What this task involves:
Can you extract every line of the material below and reproduce each one verbatim?

Supplied records:
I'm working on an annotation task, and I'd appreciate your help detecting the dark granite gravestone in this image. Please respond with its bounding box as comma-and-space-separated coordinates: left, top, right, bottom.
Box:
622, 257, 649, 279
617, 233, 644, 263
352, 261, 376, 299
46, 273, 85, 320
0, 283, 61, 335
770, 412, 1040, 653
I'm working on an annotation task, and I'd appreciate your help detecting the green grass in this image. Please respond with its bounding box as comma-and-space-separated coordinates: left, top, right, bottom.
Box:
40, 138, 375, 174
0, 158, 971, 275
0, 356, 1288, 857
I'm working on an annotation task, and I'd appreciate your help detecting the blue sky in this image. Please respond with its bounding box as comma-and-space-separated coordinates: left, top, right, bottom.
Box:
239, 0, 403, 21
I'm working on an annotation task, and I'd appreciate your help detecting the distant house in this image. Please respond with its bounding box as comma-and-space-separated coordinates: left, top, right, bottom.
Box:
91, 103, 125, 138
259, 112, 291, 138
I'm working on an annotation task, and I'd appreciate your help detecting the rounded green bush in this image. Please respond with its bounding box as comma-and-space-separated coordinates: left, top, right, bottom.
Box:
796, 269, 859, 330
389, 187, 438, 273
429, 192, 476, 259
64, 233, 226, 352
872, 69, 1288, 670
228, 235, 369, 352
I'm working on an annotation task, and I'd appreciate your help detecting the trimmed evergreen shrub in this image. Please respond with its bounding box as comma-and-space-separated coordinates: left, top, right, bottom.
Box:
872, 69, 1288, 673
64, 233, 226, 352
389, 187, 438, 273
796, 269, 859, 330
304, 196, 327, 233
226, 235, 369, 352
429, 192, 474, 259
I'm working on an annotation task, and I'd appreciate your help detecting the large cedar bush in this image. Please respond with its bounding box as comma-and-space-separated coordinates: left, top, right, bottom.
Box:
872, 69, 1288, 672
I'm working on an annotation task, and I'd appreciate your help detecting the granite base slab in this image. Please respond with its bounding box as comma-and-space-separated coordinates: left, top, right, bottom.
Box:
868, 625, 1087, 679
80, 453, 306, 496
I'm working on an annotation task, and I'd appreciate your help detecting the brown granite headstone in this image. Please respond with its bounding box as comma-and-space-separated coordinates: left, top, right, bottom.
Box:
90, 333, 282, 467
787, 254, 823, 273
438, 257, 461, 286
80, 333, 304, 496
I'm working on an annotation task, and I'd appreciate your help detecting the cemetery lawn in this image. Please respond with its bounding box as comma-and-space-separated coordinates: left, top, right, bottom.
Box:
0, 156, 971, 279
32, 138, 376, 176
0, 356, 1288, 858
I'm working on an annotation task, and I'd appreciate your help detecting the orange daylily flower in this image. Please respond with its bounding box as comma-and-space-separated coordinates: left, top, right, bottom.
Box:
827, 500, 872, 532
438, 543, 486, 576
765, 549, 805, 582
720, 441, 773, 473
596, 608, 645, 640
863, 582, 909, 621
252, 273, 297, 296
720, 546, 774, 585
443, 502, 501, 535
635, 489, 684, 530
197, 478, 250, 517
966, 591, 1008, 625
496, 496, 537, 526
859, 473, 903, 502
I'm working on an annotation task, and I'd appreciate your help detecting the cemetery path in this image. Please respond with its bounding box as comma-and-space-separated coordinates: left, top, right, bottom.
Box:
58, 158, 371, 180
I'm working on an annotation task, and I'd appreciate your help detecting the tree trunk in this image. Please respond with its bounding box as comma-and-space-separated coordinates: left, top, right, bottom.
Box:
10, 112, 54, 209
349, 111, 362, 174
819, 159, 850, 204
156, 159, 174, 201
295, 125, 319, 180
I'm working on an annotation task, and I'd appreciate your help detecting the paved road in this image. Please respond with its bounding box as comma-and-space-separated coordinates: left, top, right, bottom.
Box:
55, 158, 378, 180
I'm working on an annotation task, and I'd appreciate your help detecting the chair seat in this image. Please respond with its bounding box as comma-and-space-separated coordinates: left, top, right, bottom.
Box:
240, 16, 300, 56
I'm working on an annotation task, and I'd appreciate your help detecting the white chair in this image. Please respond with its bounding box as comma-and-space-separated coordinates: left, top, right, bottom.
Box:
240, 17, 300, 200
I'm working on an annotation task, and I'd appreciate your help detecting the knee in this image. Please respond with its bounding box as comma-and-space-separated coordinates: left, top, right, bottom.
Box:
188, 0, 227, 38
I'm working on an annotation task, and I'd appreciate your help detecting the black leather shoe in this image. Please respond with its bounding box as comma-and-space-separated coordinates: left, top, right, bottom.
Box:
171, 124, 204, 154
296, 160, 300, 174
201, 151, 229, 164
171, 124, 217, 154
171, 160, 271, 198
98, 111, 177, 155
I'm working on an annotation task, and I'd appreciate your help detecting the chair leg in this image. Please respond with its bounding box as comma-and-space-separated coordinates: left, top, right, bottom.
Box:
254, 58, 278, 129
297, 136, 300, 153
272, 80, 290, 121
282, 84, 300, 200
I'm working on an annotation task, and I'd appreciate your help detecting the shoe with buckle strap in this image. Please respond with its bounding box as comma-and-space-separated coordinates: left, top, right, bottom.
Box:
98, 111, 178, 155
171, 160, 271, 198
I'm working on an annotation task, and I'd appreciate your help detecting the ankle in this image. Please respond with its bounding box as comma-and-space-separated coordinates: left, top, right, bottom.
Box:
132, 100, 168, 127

Response for this exercise:
I'm working on an annotation task, and I'd appreciate your help detecting the dark granite gravestone in this image. Please respond with its bounding box as comma-and-space-separated coordinates: left, top, right, bottom.
Box:
622, 257, 649, 279
617, 233, 644, 263
352, 261, 376, 299
46, 273, 85, 320
0, 283, 61, 335
770, 412, 1040, 653
I'm working on an annotation task, and I'd appreciate your help detecting the green grass in this image. Please respond with its bounding box as comma-and-space-separated coordinates: left, top, right, bottom.
Box:
40, 138, 375, 174
0, 158, 971, 275
0, 356, 1288, 857
I'm working on an annotation task, and I'd appreciate your help detecting the blue sky in this image. Please respond with its bounding box as comma-and-space-separated coordinates: left, top, right, bottom.
Box:
239, 0, 403, 21
I'm working on an annotation task, and I'd appreciate your help detecting the distant house in this image. Please respond with its bounding box as comma-and-space-separated coordinates: left, top, right, bottom.
Box:
91, 103, 125, 138
259, 112, 291, 138
I'm working on an annotation task, and I'd appreciate your help detecting the rounded green bush in this image. Please respond with its bounding box as comma-and-space-separated coordinates: left, top, right, bottom.
Box:
796, 269, 859, 330
389, 187, 438, 273
429, 192, 476, 259
64, 233, 226, 352
872, 69, 1288, 670
228, 235, 369, 352
I'm working on an annotation task, and I'd appreciate your help detecting the trimmed evergreen shrub in this image. Please respond with its bounding box as comma-and-space-separated coordinates: left, top, right, bottom.
Box:
872, 69, 1288, 673
64, 233, 226, 352
389, 187, 438, 273
796, 269, 859, 330
304, 196, 327, 233
226, 235, 369, 352
429, 192, 474, 259
I'm working on an annotation task, and I'd appreciate your help detecting the large cedar bush in this image. Please respond with its bounding box as comma-and-space-separated coordinates: left, top, right, bottom.
Box:
872, 69, 1288, 672
I'm working on an annotation task, and I'd appreciate your help detecting the granite base slab in this image. Please respond with its bounding box as comma-and-space-separated coordinates: left, top, right, bottom.
Box:
868, 625, 1087, 679
80, 453, 306, 496
I'm working on an annotation task, and I'd appreciate your help detecting the brown granite headstone in this image. Please respond with its bounding box as comma-and-space-separated coordinates: left, top, right, bottom.
Box:
90, 333, 282, 467
787, 254, 823, 273
438, 257, 461, 286
80, 333, 304, 496
I'm working on an annotation task, and I'd appreciate your help detecting the cemetery lawn in this image. Please respond with its bounding box as comma-and-space-separated coordinates: left, top, right, bottom.
Box:
0, 156, 971, 279
32, 138, 376, 176
0, 356, 1288, 858
I'm working on an annotation task, and I'd appreciate your help detecting the orange daylily flower in this image. Please respond with its bounding box as comma-and-space-separated coordinates: left, top, right, bottom.
Box:
827, 500, 872, 532
438, 543, 486, 576
765, 549, 805, 582
720, 441, 773, 473
596, 608, 645, 640
863, 582, 909, 621
252, 273, 297, 296
720, 546, 774, 585
443, 502, 501, 535
635, 489, 684, 530
197, 478, 250, 517
966, 591, 1008, 625
496, 496, 537, 526
859, 473, 903, 502
I'm working on an annotation task, and I'd appreciate your help detecting the cemetery path in this image. Please respond with its bounding box as comma-and-space-separated coordinates: left, top, right, bottom.
Box:
58, 158, 371, 180
I'm working on an annotation task, and I'd appreciate your help detecting the tree trunk in this image. Please respond with its bounding box as comma-and-space-separated coordinates: left, top, right, bottom.
Box:
10, 112, 54, 209
349, 111, 362, 174
819, 159, 850, 204
156, 159, 174, 201
295, 125, 319, 180
I'm working on an annotation task, and I'd appreciate your help detecting the paved road in this image. Please respond with its bounding box as comma-and-space-separated coordinates: left, top, right, bottom.
Box:
55, 158, 378, 180
I'm working on an annotation task, and I'd appreciate your help detecting the chair seat in this image. Please respond with its bounding box as comma-and-space-separated coordinates: left, top, right, bottom.
Box:
240, 16, 300, 56
I'm working on an annotation task, and I'd appreciate your help detecting the white chair in this image. Please respond with its bounding box as comma-and-space-separated coordinates: left, top, right, bottom.
Box:
240, 17, 300, 200
I'm working on an annotation task, and I'd appreciate your help detecting the knee in this image. Please respond with its bounding box as comma-and-space-separated coordinates: left, top, right, bottom.
Box:
188, 0, 227, 38
I'm working on an annotation task, and I'd appreciate your help detecting the black leather shoe in this image. Please respond with its bounding box as comma-and-space-separated coordinates: left, top, right, bottom.
Box:
171, 124, 204, 154
296, 160, 300, 174
201, 151, 229, 164
171, 124, 217, 154
171, 160, 271, 198
98, 111, 177, 155
I'm working on an annotation task, and I'd appreciate your help detecting the chair leg in this image. Please respond with its bounding box as comma-and-space-separated coordinates: left, top, right, bottom.
Box:
254, 58, 278, 129
297, 136, 300, 153
272, 80, 290, 121
282, 84, 300, 200
I'm working on an annotation task, and I'd appreciate your help detecting the shoe with buckle strap in this image. Please respond with its bounding box as comma-and-space-separated coordinates: left, top, right, bottom.
Box:
98, 111, 178, 155
171, 160, 271, 198
I'm working on an annotation task, and I'd appreciate your help detecting the ankle in this image. Please respond with its bounding box as comma-and-space-separated coordinates: left, top, right, bottom.
Box:
132, 100, 168, 127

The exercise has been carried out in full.